--- Text ---
◆ ◆ ◆

What is a five-hour task? It would be to, for example, write an essay like this, with citations and images. Or conduct a review of competitors and put together a summary report. Or to perform a detailed literature search in a narrow domain. Or to complete an entire quarterly VAT filing, finding invoices in an inbox and submitting them to tax prep software.3
We should also expect to see these models—while still unreliable—become substantially more reliable than previous versions. GPT-4 isn’t just better at longer tasks than GPT-3; it is also more factual.
The question I’ll pose to all of you is this: what does having a piece of software capable of conducting a task mean? A well-trained human - say MSc-level (although Kevin Scott says PhD-level) - takes 5 hours to do, but in any domain. That piece of software doesn’t cost much… Perhaps it’s free, $20 a month, or a little more.
And once you access a GPT-5-class model, you can use dozens or more of those PhD-level software assistants. A business could potentially run hundreds of thousands or millions. A state, billions.
Take my own experience
I analysed my usage of LLMs, which spans Claude, GPT-4, Perplexity, You.com, Elicit, a bunch of summarisation tools, mobile apps and access to the Gemini, ChatGPT and Claude APIs via various services. Excluding API access, yesterday I launched 23 instances of various AI tools, covering more than 80,000 words. This included the transcript of a four-hour podcast, which I wanted to query, and a bunch of business and research questions.

◆ ◆ ◆

--- Record extracts ---
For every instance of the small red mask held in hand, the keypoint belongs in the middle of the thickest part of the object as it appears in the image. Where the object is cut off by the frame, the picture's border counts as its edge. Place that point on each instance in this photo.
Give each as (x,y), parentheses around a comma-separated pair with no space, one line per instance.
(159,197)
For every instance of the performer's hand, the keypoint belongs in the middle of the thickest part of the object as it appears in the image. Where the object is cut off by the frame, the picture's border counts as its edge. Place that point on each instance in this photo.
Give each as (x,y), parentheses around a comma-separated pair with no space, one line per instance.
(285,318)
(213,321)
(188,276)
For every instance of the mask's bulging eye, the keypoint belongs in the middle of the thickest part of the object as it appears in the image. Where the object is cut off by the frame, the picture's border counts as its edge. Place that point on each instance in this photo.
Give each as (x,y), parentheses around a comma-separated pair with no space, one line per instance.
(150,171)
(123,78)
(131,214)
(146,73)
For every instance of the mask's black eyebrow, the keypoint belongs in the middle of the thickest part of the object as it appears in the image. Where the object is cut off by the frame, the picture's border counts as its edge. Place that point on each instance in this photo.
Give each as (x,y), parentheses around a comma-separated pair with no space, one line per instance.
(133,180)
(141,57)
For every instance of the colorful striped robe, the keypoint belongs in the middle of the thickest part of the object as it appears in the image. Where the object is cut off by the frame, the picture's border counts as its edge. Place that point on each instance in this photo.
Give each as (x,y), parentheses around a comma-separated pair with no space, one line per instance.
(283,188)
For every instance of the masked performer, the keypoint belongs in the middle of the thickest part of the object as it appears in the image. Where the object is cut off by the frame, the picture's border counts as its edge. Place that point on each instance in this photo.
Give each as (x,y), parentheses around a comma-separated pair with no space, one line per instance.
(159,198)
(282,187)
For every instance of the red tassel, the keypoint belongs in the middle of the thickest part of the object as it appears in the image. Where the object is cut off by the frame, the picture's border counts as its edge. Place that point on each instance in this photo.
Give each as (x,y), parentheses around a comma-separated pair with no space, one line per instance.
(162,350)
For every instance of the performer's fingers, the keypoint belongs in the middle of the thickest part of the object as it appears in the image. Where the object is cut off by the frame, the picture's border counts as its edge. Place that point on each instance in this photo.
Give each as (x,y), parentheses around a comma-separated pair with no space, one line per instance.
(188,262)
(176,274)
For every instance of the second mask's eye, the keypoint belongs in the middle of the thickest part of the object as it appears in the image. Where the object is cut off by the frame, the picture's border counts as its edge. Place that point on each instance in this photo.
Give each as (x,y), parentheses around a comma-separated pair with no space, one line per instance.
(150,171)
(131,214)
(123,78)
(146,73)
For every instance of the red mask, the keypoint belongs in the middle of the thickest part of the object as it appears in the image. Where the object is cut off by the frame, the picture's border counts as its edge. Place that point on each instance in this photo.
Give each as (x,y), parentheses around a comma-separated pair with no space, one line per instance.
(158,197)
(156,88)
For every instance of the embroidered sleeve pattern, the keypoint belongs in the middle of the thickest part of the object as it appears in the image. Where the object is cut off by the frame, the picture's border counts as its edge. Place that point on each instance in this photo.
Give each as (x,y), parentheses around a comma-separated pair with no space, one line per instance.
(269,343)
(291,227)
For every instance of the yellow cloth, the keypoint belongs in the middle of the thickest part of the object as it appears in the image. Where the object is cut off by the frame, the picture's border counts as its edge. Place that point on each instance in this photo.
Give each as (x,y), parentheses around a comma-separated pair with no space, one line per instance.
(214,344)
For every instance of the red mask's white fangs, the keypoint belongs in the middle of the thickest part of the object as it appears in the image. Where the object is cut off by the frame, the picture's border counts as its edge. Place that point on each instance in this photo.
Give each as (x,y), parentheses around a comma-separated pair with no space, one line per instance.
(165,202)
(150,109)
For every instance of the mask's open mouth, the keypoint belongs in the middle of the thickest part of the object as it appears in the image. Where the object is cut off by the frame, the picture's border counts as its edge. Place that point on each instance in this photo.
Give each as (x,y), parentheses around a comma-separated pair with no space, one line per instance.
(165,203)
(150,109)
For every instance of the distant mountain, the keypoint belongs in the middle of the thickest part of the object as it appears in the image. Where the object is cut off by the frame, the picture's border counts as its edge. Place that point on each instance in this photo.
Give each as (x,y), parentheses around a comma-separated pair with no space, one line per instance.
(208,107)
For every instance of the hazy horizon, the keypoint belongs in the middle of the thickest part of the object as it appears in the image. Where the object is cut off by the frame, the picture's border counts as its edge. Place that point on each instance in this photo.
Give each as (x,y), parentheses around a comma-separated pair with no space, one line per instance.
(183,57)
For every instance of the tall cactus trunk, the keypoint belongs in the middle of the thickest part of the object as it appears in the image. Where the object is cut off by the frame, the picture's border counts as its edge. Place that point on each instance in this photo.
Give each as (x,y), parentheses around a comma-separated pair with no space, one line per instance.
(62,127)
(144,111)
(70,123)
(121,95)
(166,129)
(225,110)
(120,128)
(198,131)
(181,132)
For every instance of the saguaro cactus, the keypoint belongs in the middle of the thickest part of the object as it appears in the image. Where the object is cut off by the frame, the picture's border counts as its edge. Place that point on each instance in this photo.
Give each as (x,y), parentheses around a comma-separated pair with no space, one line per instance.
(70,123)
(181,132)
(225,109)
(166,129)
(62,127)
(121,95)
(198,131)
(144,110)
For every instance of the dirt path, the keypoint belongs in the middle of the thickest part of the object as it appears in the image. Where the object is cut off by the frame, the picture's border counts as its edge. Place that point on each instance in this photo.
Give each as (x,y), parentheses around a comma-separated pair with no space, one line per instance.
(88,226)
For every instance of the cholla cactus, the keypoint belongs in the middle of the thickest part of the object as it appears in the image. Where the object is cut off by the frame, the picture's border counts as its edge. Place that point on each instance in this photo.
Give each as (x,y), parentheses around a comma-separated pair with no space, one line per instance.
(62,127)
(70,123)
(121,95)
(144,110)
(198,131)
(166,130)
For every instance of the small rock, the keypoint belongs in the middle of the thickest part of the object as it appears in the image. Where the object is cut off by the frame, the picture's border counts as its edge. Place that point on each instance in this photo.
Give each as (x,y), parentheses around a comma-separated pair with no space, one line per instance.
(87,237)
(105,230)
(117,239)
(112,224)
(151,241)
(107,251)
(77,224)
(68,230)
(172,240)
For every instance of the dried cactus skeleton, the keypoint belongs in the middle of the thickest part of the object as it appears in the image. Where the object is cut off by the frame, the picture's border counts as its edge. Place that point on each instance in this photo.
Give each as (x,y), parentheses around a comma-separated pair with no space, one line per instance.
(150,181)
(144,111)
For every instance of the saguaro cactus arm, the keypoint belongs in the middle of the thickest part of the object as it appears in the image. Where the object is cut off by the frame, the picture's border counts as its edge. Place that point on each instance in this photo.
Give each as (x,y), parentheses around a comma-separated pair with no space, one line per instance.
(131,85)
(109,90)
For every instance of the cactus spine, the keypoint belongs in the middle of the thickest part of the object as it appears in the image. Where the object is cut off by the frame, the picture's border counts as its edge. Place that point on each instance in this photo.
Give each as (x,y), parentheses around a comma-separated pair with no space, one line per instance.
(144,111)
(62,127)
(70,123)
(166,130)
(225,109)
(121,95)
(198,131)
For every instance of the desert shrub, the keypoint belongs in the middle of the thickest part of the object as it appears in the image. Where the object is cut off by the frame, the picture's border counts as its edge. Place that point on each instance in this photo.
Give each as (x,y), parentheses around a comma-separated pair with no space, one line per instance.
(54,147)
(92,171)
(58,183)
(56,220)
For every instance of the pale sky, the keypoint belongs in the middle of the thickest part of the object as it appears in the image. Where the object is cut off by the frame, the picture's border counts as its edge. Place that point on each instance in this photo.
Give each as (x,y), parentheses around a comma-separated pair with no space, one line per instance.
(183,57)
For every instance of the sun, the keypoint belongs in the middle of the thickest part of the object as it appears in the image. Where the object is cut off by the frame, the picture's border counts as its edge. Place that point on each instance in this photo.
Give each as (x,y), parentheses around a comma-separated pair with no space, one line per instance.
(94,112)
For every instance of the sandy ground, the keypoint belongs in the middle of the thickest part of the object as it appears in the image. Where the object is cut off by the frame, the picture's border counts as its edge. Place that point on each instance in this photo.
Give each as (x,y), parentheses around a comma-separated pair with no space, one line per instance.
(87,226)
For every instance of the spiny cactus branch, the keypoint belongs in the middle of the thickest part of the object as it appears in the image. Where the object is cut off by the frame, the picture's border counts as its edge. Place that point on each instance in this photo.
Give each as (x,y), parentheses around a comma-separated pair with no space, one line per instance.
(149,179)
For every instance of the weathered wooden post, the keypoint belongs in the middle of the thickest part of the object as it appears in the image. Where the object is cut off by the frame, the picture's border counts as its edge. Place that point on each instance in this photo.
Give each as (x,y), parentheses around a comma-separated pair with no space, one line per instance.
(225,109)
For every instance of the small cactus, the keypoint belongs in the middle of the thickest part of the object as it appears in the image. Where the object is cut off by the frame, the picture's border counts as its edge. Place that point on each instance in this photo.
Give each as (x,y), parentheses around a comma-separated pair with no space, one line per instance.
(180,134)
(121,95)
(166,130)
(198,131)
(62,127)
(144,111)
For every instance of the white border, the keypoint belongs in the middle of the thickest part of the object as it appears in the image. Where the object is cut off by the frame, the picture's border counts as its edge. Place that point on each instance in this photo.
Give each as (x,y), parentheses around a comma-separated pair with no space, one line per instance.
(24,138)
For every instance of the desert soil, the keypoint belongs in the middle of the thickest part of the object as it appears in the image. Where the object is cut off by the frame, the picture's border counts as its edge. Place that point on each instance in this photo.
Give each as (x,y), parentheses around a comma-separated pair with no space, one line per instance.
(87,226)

◆ ◆ ◆

--- Brief 1 ---
In the text, why was the transcript of a four-hour podcast among the material the writer ran through AI tools yesterday? Answer in one to three sentences.
--- Brief 2 ---
Please extract from the text the passage starting at "What is a five-hour" and ending at "a little more.".

--- Problem solution 1 ---
The writer wanted to query the transcript. So it was part of the more than 80,000 words covered by the 23 AI tool instances launched that day.

--- Problem solution 2 ---
What is a five-hour task? It would be to, for example, write an essay like this, with citations and images. Or conduct a review of competitors and put together a summary report. Or to perform a detailed literature search in a narrow domain. Or to complete an entire quarterly VAT filing, finding invoices in an inbox and submitting them to tax prep software.3
We should also expect to see these models—while still unreliable—become substantially more reliable than previous versions. GPT-4 isn’t just better at longer tasks than GPT-3; it is also more factual.
The question I’ll pose to all of you is this: what does having a piece of software capable of conducting a task mean? A well-trained human - say MSc-level (although Kevin Scott says PhD-level) - takes 5 hours to do, but in any domain. That piece of software doesn’t cost much… Perhaps it’s free, $20 a month, or a little more.